- Written task: Copy each line of the listing below exactly.

Start of Stored data

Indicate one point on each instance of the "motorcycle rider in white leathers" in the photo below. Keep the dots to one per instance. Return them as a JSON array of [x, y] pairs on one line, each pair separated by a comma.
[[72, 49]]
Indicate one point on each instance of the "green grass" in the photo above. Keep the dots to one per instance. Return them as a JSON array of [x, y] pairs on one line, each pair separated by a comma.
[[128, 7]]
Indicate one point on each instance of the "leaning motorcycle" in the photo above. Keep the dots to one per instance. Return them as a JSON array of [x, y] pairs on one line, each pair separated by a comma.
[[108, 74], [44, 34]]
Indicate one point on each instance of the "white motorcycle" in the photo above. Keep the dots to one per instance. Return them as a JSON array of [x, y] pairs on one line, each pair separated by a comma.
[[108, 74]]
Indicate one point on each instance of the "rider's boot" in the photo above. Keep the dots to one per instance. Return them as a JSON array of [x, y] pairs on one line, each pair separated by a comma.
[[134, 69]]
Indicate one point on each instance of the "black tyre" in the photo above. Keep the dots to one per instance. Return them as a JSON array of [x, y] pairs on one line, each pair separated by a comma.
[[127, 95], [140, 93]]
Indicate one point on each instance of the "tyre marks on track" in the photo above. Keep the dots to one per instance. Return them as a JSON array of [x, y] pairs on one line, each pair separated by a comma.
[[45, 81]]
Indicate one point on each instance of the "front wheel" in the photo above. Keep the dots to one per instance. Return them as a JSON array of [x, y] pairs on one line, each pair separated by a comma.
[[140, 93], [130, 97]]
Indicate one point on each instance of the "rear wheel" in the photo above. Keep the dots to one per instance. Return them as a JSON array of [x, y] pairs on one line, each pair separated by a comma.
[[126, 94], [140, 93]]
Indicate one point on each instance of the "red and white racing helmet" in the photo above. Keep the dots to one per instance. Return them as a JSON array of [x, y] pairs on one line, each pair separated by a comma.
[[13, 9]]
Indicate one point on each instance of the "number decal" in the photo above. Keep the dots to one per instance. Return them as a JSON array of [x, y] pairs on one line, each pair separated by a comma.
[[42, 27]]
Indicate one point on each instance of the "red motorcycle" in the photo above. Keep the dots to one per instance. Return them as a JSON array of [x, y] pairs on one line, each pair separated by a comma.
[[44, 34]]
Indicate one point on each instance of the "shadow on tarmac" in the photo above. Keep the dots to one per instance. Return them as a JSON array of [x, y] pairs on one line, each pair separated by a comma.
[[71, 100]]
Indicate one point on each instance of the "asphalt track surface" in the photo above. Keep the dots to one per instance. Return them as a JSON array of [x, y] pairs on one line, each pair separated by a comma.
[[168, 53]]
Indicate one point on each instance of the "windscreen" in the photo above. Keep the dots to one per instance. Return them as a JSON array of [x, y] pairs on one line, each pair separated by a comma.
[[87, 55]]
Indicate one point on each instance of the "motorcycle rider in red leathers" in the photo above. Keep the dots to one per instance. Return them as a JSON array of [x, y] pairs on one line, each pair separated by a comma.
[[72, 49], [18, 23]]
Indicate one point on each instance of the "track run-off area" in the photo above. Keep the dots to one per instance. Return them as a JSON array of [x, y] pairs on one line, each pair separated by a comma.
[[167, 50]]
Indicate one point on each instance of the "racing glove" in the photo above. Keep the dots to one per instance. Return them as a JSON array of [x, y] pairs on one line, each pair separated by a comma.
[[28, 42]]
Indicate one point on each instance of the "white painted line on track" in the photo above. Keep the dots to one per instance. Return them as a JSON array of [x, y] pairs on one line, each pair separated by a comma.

End of Stored data

- Written response:
Indicate one point on each instance of the "motorcycle rider in white leathers" in the photo below. Keep the dots to one per instance. Return them as a JSON array of [x, y] pairs on one line, each pair separated by a comma.
[[72, 49]]
Indicate one point on each instance of the "green grass" in the photo above. Keep the dots to one per instance. Return them as a JSON array of [x, y] pairs on one line, each pair separated by a comma.
[[128, 7]]
Indicate one point on each instance of the "leaning motorcycle" in the photo above. Keep the dots to one per instance. Return them as a JSON array of [x, y] pairs on one line, each pair separated by a comma.
[[108, 74], [44, 34]]
Indicate one point on each instance of the "white motorcycle" in the photo above. Keep the dots to one per instance. Return them as a JSON array of [x, y] pairs on one line, each pair separated by a comma.
[[108, 74]]
Indicate one point on each instance of the "rider's boot" in the photo above. Keep the dots to one per instance. Return them as a JSON array of [x, y] pairs on one line, each pair separated by a comma.
[[134, 69]]
Indicate one point on each instance of the "black tyre" in the photo above. Keep the dots to one per instance. Return them as a JSON array of [x, y] pairs on one line, each pair separated by a comma.
[[127, 95], [140, 93]]
Indicate one point on each instance of the "tyre marks on track" in the photo above. Keep the dots to one per instance. Return them as a JSON array of [x, y] pairs on one line, each pair separated by a comma.
[[45, 81]]
Indicate one point on each instance of the "front wheel" in the photo above. Keep the dots to one per instance. Return them as a JSON array of [x, y] pairs on one line, each pair separated by a comma.
[[140, 93], [130, 97]]
Indicate one point on each instance of the "rear wheel" in the photo above. Keep the dots to one per instance. Return them as a JSON array of [x, y] pairs on one line, each pair separated by a comma.
[[126, 94], [140, 93]]
Indicate one point on each instance of the "red and white racing helmet" in the photo above. Keep the dots to one per instance. Return them as a JSON array of [x, y] pairs on one line, each pair separated by a comma.
[[13, 9]]
Indicate one point on each instance of the "number decal" in the photo above. Keep the dots to one per instance. Return them as a JSON array of [x, y] pairs on one line, each pair separated by a comma.
[[42, 27]]
Indicate one point on each instance of the "red motorcycle" in the photo above. Keep the dots to one per instance. Return them as a JSON array of [x, y] pairs on one line, each pair separated by a comma.
[[44, 34]]
Indicate one point on each instance of the "shadow on tarmac" in the photo above. Keep the dots to one per instance. Return them as a JSON array of [x, y] pairs on one line, each pair separated by a comma.
[[71, 100]]
Indicate one point on each instance of the "asphalt track surface" in the photo above. Keep the dots to one per instance. Return them as a JSON array of [x, y] pairs on one line, each pair separated by a comma.
[[168, 53]]
Indicate one point on each instance of the "windscreen" in the photo above. Keep the dots to one per instance. Return them as a JSON array of [x, y] pairs on one line, each pair separated by a comma.
[[87, 55]]
Indicate one point on each instance of the "motorcycle rider in red leathers" in the photo above. Keep the dots to one per instance. Return them as a JSON array of [x, y] pairs on one line, each pair separated by a comma.
[[72, 49], [18, 23]]
Indicate one point on each instance of the "track run-off area" in the photo above. Keep the dots to one per instance. Return them as a JSON array of [x, y] pairs on one line, each pair separated by a comma.
[[167, 50]]
Indicate one point on each instance of the "racing glove" in the photo above. Keep the dots to one per instance. Return them as a JSON array of [x, y] pairs on one line, each pair separated by a comma.
[[28, 42]]
Indicate one point on each instance of the "white painted line on track" in the photo above. Keep the dots to one per instance. Return them as a JSON array of [x, y] pairs on one line, each pair separated by a comma.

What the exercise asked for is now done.